Task statement » Take the stretch from the row containing "Expected: for every instance of the concrete" through the end of the rows, and write it out again with "concrete apron" swapped for "paved apron", leaving everything else as it stands.

(Location identification entries)
• • • • • • •

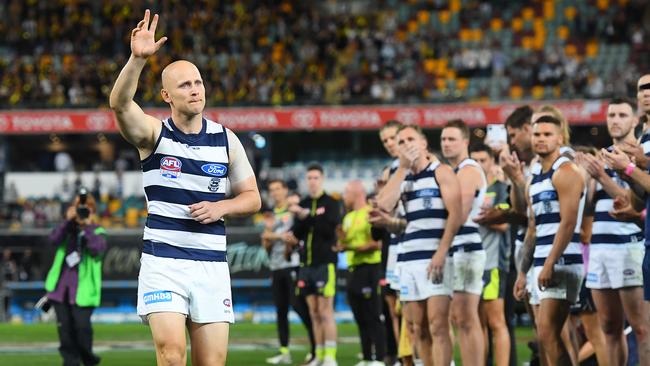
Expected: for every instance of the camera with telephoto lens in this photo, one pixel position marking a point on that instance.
(82, 208)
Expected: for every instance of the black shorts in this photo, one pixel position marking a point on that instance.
(317, 280)
(365, 280)
(585, 302)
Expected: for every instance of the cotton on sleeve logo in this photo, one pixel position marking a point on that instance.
(170, 167)
(218, 170)
(157, 296)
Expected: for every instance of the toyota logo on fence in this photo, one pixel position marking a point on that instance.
(408, 116)
(304, 119)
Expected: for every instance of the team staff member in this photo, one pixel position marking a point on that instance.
(364, 261)
(284, 269)
(495, 243)
(316, 219)
(467, 251)
(74, 282)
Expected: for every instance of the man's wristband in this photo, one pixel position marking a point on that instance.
(629, 169)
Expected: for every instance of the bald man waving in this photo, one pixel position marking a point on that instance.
(188, 162)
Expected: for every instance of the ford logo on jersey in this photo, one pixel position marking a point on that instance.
(218, 170)
(170, 167)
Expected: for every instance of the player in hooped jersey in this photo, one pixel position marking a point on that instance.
(430, 193)
(468, 256)
(188, 162)
(616, 249)
(555, 200)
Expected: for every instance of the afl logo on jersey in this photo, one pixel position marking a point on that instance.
(170, 167)
(218, 170)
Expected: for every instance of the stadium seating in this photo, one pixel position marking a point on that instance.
(292, 52)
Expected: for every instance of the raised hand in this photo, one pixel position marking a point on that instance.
(512, 167)
(616, 159)
(408, 156)
(594, 166)
(143, 43)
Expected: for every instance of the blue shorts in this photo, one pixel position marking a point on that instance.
(646, 275)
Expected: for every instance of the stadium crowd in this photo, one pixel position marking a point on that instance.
(66, 53)
(443, 238)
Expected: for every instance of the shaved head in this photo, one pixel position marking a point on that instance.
(172, 72)
(183, 88)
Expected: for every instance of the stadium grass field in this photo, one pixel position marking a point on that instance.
(130, 344)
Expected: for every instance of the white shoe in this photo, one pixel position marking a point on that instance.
(329, 362)
(280, 359)
(314, 362)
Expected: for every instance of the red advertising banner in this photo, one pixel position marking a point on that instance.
(579, 112)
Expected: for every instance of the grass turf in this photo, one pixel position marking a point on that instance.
(251, 344)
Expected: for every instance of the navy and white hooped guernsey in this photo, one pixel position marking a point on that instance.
(185, 169)
(606, 229)
(468, 238)
(426, 215)
(546, 208)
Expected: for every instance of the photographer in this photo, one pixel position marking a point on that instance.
(73, 283)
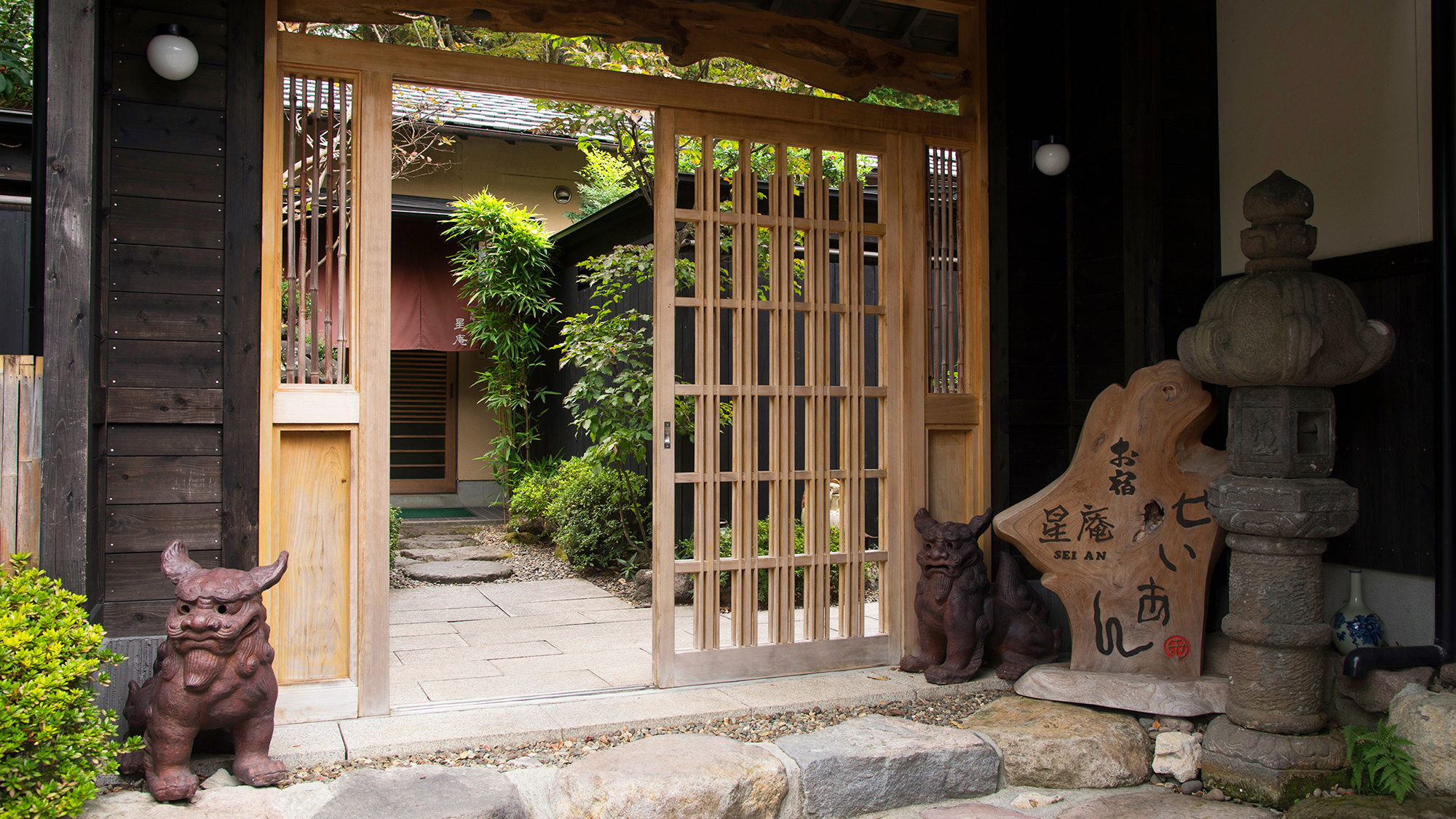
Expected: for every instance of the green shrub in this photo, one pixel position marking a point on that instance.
(535, 491)
(55, 740)
(397, 522)
(599, 513)
(1380, 762)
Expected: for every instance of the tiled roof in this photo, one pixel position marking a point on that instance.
(472, 110)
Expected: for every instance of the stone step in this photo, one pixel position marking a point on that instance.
(882, 762)
(426, 554)
(459, 571)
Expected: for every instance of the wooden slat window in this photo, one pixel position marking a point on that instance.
(944, 254)
(422, 422)
(318, 231)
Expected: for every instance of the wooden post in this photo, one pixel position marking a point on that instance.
(71, 314)
(20, 455)
(242, 282)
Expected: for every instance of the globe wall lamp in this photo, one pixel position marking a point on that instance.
(171, 55)
(1051, 158)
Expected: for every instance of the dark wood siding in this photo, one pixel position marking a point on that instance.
(1385, 426)
(178, 285)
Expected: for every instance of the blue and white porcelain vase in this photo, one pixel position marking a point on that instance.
(1356, 625)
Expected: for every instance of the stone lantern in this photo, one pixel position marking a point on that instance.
(1281, 336)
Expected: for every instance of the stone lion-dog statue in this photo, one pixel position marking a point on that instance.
(213, 672)
(963, 620)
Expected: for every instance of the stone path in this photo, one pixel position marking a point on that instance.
(512, 640)
(871, 767)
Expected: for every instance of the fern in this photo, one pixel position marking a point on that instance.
(1380, 761)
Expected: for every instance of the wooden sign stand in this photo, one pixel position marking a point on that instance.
(1126, 539)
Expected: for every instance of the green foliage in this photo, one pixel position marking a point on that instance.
(505, 273)
(1380, 761)
(397, 522)
(612, 401)
(599, 512)
(17, 55)
(55, 740)
(606, 178)
(535, 490)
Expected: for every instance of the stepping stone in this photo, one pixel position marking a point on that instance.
(438, 542)
(458, 571)
(1163, 804)
(1429, 720)
(1372, 807)
(673, 775)
(464, 553)
(424, 791)
(883, 762)
(1053, 745)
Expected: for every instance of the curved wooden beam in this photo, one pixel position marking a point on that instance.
(819, 53)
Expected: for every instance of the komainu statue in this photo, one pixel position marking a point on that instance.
(213, 672)
(963, 620)
(1021, 633)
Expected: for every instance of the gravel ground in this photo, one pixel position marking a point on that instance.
(941, 711)
(765, 727)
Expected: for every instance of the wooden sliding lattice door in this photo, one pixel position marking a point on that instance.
(772, 397)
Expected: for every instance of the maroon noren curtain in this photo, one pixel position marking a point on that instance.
(426, 308)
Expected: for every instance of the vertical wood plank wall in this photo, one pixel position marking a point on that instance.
(177, 290)
(20, 456)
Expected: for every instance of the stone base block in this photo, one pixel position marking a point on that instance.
(1272, 768)
(883, 762)
(1144, 692)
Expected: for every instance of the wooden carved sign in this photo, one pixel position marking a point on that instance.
(1125, 537)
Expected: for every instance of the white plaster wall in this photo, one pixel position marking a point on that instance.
(525, 174)
(1337, 95)
(1406, 602)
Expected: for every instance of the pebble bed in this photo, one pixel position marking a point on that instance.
(950, 711)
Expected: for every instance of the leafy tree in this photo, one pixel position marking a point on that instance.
(17, 55)
(505, 273)
(605, 180)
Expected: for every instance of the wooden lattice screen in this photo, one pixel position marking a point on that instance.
(778, 480)
(318, 229)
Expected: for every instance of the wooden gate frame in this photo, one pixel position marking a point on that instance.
(362, 408)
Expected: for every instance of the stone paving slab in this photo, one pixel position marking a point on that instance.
(449, 669)
(445, 615)
(512, 685)
(448, 730)
(443, 640)
(560, 663)
(417, 628)
(490, 633)
(665, 707)
(459, 571)
(302, 745)
(493, 652)
(438, 598)
(539, 590)
(548, 606)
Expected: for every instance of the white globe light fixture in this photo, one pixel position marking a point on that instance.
(1053, 158)
(171, 55)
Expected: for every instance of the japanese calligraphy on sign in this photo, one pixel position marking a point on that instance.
(1125, 537)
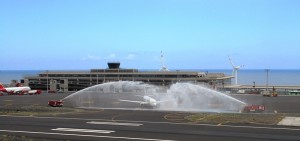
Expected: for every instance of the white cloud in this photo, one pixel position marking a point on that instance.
(91, 57)
(130, 57)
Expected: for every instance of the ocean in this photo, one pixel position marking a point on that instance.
(259, 76)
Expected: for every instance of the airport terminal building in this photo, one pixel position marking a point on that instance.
(77, 80)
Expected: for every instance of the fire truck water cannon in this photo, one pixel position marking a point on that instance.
(254, 109)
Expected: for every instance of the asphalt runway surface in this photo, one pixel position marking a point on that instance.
(108, 124)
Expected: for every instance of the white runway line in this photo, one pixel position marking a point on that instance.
(115, 123)
(81, 135)
(83, 130)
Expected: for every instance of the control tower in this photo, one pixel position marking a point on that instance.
(113, 65)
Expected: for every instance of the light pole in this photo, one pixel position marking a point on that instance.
(47, 80)
(267, 70)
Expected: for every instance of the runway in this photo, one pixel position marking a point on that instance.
(118, 127)
(109, 124)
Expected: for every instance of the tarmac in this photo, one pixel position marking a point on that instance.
(290, 121)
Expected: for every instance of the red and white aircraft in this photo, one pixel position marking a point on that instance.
(18, 90)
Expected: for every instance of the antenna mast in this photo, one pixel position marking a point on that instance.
(163, 67)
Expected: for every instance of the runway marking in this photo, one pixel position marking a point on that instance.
(212, 125)
(115, 123)
(83, 130)
(81, 135)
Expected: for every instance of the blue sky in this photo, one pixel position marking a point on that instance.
(193, 34)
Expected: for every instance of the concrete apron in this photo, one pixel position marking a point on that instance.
(290, 121)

• • • • • • •

Answer »
Expected: for every instance of the paved apron in this photo, one pixel position marking a point on that instance.
(290, 121)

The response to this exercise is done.